— TO DO —
Answer these questions from the text about Tartakovsky's Olympic preparation:
(a) For how many months has Tartakovsky structured her days around preparing for the Olympics?
(b) What kind of class does she attend early in the morning?
(c) What does she say people call fencing?

Tartakovsky said she has structured her days for the past eight months around physical and mental preparation for the Olympics.
She said she would begin her day attending an early morning spin class at a nearby studio and end her day at fencing practice that went into the night. In between physical training, Tartakovsky said she honed her mental agility by meeting with a sports psychologist to simulate high-pressure situations and setting aside time daily to meditate, play piano, read, and brush up on her calculus.
Tartakovsky described those mental exercises as providing her not only with a respite from training on the mat, but also with a method to improve her fencing. She quoted one of her teammates who compares fencing an opponent to solving a math problem.
“It helps me clear my mind from just fencing, but also it just helps your mind stay sharp,” she said. “People call it physical chess because there’s a lot of tactics involved and a lot of thinking involved because you’re kind of playing against another brain.”

— DATA —

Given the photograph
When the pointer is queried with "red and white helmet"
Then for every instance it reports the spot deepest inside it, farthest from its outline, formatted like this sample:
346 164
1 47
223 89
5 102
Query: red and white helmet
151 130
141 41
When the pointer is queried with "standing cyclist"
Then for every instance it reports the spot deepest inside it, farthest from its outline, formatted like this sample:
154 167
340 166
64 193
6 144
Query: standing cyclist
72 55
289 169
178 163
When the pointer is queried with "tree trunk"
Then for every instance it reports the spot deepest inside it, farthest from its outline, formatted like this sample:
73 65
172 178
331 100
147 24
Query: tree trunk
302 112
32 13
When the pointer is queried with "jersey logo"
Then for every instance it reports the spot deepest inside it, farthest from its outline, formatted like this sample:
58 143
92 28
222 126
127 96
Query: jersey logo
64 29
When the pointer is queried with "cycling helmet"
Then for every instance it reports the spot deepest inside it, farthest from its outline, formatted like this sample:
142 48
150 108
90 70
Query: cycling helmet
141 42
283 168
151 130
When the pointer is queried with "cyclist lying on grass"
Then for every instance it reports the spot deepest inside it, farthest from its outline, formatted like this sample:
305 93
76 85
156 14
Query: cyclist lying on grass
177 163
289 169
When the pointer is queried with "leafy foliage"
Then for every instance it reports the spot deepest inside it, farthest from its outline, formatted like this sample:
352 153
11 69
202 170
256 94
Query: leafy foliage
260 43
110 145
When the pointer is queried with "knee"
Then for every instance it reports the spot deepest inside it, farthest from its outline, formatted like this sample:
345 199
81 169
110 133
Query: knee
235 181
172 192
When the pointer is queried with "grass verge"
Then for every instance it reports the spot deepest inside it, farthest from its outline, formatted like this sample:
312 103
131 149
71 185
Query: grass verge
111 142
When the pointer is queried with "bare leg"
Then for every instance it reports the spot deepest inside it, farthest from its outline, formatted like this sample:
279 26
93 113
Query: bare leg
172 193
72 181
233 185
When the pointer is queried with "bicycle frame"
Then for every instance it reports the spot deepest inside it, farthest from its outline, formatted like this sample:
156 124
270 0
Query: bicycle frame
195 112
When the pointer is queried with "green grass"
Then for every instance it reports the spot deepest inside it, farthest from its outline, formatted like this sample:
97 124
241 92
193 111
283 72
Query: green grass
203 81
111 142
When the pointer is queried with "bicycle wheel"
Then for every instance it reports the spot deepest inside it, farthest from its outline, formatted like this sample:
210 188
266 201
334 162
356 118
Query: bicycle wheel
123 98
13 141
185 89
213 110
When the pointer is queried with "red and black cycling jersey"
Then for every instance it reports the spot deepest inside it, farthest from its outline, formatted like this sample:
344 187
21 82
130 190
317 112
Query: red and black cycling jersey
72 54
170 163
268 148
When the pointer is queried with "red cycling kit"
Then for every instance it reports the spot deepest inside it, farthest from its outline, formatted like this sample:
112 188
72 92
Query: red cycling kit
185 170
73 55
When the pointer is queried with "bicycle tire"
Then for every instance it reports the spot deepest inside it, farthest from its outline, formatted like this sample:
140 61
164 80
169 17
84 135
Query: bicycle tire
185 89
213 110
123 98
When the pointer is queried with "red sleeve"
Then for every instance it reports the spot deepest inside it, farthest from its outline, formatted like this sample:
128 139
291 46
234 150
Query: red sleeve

— RESPONSE FOR THIS EXERCISE —
(a) Eight months.
(b) A spin class at a nearby studio.
(c) Physical chess.